[Stored dataset items]
══════════
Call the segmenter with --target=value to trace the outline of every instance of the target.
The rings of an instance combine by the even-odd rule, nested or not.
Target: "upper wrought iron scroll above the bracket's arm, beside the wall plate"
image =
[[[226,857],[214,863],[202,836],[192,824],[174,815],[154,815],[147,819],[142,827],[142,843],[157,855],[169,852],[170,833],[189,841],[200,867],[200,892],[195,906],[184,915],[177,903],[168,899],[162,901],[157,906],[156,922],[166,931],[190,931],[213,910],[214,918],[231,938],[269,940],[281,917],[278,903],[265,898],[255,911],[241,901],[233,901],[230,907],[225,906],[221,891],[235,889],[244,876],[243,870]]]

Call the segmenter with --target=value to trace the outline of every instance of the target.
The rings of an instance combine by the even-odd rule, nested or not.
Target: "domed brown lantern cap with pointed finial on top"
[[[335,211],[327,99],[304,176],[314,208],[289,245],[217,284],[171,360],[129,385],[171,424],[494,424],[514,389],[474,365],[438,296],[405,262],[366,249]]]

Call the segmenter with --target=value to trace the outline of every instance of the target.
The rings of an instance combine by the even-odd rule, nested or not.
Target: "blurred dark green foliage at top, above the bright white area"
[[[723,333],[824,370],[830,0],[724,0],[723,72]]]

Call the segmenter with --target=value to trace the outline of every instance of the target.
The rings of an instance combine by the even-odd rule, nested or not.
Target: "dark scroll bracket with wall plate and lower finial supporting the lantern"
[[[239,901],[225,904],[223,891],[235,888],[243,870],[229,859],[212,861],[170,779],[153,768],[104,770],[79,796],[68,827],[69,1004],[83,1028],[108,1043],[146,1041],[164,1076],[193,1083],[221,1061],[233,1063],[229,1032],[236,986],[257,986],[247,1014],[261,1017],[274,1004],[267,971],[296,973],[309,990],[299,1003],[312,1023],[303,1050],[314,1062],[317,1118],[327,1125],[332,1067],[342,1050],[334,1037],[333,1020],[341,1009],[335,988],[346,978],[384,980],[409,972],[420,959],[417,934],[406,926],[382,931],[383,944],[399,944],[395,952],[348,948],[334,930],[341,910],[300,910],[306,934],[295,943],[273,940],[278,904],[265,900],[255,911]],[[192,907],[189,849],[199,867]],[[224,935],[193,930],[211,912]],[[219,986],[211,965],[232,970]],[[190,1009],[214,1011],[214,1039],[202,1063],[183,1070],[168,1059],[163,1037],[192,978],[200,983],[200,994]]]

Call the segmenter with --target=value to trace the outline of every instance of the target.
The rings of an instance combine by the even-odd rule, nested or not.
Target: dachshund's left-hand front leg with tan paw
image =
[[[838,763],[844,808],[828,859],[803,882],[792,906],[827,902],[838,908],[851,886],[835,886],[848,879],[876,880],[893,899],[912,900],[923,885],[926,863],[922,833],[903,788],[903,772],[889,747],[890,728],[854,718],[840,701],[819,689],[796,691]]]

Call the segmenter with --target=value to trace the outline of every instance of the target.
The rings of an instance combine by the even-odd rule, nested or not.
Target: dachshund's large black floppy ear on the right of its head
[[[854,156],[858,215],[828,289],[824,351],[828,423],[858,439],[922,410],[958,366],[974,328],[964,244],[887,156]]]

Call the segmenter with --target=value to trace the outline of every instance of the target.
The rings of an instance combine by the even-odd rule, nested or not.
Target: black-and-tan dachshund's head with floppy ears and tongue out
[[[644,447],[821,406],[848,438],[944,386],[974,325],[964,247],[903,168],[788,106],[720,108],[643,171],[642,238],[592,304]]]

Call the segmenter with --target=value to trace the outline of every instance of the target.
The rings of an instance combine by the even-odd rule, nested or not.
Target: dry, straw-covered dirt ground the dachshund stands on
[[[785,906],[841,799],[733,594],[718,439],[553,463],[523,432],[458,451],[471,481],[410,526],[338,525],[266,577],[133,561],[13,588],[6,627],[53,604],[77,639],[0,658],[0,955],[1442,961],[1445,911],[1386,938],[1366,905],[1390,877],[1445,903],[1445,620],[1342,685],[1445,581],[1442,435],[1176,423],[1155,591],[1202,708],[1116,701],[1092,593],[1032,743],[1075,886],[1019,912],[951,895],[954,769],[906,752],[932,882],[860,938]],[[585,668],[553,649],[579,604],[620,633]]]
══════════
| TASK INSTRUCTIONS |
Please reply with an exact copy of the lines above, starting at the first and ending at the line that holds "wrought iron scroll".

| RESPONSE BOX |
Call the segmenter with --target=value to trace the outline of every instance of the target.
The rings of an instance combine by the even-odd rule, nested or not.
Target: "upper wrought iron scroll above the bracket's arm, beside the wall plate"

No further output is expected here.